◆ Instructions for the task:
How many lines in the items below contain the word "background"? Treat uppercase and lowercase as different, and reply with the number alone.

[Named object pointing entries]

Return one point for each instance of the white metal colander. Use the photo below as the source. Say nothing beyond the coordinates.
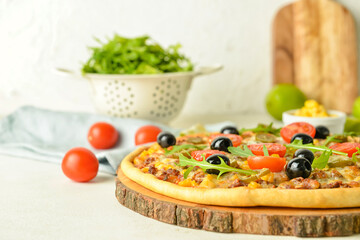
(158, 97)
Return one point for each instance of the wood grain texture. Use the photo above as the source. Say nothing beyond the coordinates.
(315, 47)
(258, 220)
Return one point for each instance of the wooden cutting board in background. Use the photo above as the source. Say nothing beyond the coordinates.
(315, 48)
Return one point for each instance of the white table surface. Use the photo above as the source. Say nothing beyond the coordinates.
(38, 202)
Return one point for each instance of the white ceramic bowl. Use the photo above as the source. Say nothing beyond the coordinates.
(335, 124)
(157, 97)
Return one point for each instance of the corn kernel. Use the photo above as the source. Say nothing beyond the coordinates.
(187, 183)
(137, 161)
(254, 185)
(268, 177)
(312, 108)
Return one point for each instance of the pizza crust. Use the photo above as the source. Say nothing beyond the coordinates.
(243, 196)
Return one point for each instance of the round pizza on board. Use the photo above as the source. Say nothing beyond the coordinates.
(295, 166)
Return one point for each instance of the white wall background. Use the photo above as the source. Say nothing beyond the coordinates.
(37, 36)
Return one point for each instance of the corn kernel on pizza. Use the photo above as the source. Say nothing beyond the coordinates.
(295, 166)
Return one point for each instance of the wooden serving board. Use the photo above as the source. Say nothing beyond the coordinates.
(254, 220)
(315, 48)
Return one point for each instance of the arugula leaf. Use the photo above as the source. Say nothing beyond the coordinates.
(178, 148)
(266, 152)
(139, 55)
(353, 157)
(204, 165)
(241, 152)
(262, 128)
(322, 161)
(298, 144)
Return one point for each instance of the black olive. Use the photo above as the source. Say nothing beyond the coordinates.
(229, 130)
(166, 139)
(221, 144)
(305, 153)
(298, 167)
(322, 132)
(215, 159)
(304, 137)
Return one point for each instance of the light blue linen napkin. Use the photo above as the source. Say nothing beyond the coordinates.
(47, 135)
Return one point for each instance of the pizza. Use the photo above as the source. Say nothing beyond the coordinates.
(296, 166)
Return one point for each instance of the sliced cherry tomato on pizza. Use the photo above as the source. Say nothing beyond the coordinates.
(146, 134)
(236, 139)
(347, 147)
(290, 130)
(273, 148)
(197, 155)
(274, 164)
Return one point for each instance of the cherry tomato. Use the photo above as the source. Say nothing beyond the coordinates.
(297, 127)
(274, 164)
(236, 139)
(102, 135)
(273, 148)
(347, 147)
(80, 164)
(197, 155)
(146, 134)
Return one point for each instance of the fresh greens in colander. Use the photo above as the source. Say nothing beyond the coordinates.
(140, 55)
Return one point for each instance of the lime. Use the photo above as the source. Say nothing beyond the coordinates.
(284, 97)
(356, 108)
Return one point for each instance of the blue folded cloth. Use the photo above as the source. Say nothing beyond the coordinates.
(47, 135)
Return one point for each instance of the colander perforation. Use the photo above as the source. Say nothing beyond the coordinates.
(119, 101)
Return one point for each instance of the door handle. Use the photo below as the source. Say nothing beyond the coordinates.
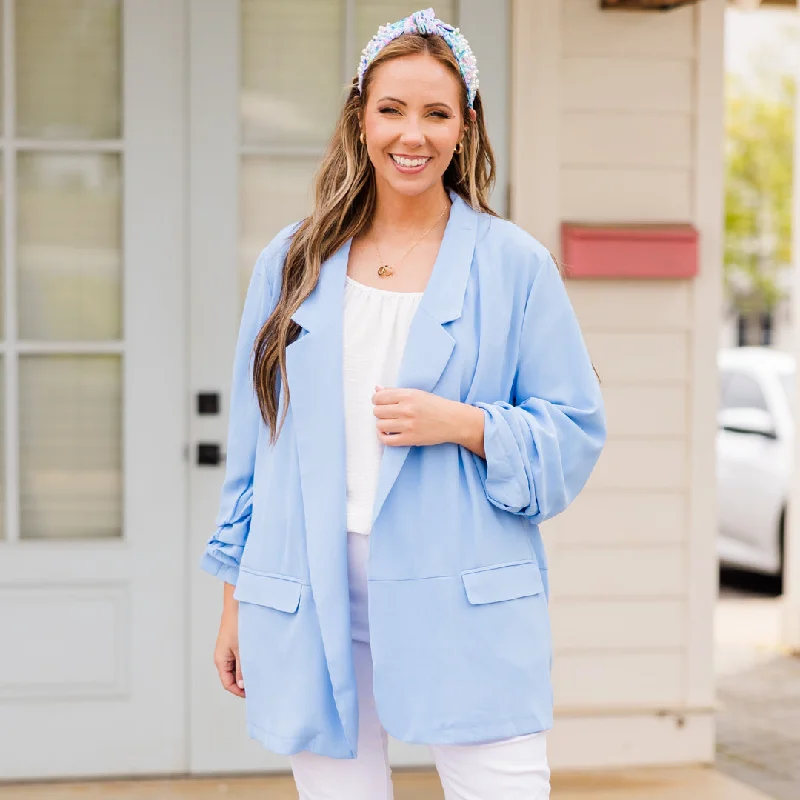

==

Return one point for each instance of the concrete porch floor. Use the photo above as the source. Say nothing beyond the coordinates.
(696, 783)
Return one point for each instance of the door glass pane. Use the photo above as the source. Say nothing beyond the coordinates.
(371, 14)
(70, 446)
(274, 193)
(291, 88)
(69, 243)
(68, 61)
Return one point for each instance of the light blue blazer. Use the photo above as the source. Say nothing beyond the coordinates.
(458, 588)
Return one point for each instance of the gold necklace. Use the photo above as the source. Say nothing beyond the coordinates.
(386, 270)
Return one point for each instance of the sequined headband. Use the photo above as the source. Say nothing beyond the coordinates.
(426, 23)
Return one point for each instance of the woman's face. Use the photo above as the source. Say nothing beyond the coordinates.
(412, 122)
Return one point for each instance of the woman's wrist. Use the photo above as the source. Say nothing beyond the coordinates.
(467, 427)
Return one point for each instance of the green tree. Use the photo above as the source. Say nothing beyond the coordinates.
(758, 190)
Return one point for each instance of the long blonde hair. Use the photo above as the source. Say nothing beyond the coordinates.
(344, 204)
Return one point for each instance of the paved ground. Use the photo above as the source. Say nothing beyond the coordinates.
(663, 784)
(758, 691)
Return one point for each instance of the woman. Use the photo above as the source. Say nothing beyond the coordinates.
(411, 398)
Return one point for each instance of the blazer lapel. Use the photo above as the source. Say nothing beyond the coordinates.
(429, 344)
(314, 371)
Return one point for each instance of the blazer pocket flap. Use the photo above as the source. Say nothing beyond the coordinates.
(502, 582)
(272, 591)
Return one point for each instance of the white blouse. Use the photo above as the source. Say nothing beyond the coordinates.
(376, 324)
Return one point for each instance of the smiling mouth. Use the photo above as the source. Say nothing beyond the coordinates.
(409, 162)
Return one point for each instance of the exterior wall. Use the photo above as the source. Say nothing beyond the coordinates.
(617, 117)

◆ Final result:
2